** BEGIN **

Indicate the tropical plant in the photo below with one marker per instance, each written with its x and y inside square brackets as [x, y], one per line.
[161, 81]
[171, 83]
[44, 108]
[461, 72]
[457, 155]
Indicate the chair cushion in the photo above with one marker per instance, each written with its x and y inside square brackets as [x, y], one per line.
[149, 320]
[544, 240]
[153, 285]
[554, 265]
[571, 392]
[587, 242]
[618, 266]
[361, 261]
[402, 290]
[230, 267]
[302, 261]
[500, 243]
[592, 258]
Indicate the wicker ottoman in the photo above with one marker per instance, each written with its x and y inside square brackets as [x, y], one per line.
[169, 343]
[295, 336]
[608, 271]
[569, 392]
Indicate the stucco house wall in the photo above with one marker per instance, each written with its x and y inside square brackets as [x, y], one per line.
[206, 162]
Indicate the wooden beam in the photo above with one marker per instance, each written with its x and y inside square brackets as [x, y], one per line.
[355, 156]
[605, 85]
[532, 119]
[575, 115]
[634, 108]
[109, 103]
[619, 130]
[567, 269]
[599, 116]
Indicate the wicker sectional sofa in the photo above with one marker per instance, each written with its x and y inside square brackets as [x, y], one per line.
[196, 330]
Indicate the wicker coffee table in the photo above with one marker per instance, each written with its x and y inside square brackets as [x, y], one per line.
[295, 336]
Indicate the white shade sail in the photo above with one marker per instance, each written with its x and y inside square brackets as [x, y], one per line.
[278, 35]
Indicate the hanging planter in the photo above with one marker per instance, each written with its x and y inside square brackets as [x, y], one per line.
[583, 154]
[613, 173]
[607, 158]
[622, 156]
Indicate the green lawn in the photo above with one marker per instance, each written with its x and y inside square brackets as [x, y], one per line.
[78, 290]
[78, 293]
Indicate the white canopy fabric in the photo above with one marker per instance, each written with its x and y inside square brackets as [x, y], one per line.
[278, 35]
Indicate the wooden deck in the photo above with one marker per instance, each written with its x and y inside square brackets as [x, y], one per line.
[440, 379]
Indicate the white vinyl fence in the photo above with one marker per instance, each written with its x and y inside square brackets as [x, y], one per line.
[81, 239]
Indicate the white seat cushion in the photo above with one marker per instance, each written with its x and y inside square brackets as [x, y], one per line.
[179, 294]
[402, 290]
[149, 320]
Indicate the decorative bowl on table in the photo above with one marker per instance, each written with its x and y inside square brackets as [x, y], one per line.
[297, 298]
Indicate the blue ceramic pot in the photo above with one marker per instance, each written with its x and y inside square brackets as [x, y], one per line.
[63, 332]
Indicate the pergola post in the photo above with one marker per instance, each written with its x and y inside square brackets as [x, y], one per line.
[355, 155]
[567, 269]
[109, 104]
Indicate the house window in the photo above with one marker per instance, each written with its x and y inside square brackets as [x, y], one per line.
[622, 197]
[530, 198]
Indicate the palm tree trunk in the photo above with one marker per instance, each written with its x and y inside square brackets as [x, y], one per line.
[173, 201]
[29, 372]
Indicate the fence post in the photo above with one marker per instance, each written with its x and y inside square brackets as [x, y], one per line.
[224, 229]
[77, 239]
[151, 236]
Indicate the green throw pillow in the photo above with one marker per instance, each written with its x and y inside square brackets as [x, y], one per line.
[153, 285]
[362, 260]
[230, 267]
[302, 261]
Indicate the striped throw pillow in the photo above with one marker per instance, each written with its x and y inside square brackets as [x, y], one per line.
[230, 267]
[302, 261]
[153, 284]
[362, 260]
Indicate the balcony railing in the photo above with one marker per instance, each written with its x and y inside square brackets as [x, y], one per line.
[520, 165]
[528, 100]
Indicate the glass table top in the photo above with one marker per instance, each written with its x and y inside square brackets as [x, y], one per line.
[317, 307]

** END **

● **TASK STATEMENT**: Would you restate each of the entries word for word?

● **EXERCISE RESULT**:
Indicate the tropical plant in the photo below with one marker per instance, each written with its x and y inside square brackets as [x, y], one per line.
[161, 81]
[171, 83]
[44, 108]
[461, 72]
[457, 155]
Indicate the chair cushion in the photo above with one marker per instance, each written with its x and y inside square brackets as [x, y], one per line.
[149, 320]
[544, 240]
[153, 285]
[554, 265]
[571, 392]
[587, 242]
[618, 266]
[361, 261]
[402, 290]
[230, 267]
[302, 261]
[500, 243]
[592, 258]
Indicate the wicker ottoman in the photo above with one marker per instance, each written with its x and y inside square brackets as [x, y], one per line.
[169, 343]
[295, 336]
[608, 271]
[569, 392]
Indicate the stucco house wall in the photo above with one marker per instance, each written with its x and y inside square brackets as [x, y], one per line.
[206, 162]
Indicate the wooden beam in the photo above with one marker per instance, each written with its x and y inside square brackets as [x, y], one per line.
[355, 156]
[605, 85]
[532, 119]
[575, 115]
[634, 108]
[109, 103]
[619, 130]
[567, 269]
[599, 116]
Indicate the wicker sectional sofa in the photo above with one marker per instance, each written with its x and y inside square brackets as [x, y], one per line.
[196, 330]
Indicate the wicker coffee table in the photo above with one marker per instance, each written with its x and y inside square brackets as [x, y], one per line.
[295, 336]
Indicate the white shade sail in the photo above with one marker per instance, each written with its x and y inside square brackets as [x, y], one per line.
[278, 35]
Indicate the hanging planter in the photo above with one marker per instance, each written with its x and y inside square brackets as [x, y], one per line.
[583, 154]
[613, 173]
[607, 158]
[622, 156]
Indicate the green lawn in the photo above with one marker per instance, each written with its x and y inside square brackets as [x, y], one per line.
[78, 290]
[78, 293]
Indicate the white canopy fabric in the photo above with one marker per instance, each written with its x and y inside square brackets as [x, y], one per line.
[278, 35]
Indicate the wooden deck in the photo above with one marker per instance, each written with its x and y inside square brackets as [x, y], one per line.
[440, 379]
Indicate the white vinyl fence in the photo above with one marker per instance, each written with its x and y inside square brackets as [x, y], one per line.
[81, 239]
Indicate the white seat cushion in the photo above with one marker per instance, each written with its x and y inside square brackets as [x, y], one per line.
[179, 294]
[402, 290]
[149, 320]
Indicate the decorative bowl on table in the photo above with one marker per instance, each written with its x and y inside square brackets as [x, y], one per line.
[297, 298]
Indicate the blue ceramic pot in the photo above with one marker per instance, each written with its x and y inside square brackets as [x, y], one per line.
[63, 332]
Indicate the pergola post in the photo above with one marker per instance, each written with its x and y inside square brackets as [x, y], one per line.
[355, 155]
[567, 269]
[109, 104]
Indicate the house window in the photo above with one marker per instance, each written with its x and y inside square brackets as [x, y], one per line.
[622, 197]
[530, 198]
Indicate the palm tree trunk in the photo above with one marker per instance, each written with its x and y inside square brackets as [x, y], one per line.
[173, 201]
[29, 372]
Indicate the fence post in the photo above with one marker per instance, each written with its x and y inside square brackets as [x, y], one per line.
[224, 229]
[77, 239]
[151, 236]
Indicate the green throw pillow in the photo above with one marker per instance, each written with its x and y inside square brackets as [x, y], one per line.
[153, 285]
[362, 260]
[230, 267]
[302, 261]
Indicate the striped throw pillow in the photo above with one marker per instance, each written with its x and y inside square brackets as [x, y], one per line.
[230, 267]
[302, 261]
[153, 284]
[362, 260]
Indicate the balcony railing in the photo above with one marker per instance, each written with its x and y inside square brackets as [x, y], one per line.
[520, 165]
[528, 100]
Indicate the glass table top in the photo above with one marker per instance, each written with its x and y inside square brackets as [x, y], one per line.
[317, 307]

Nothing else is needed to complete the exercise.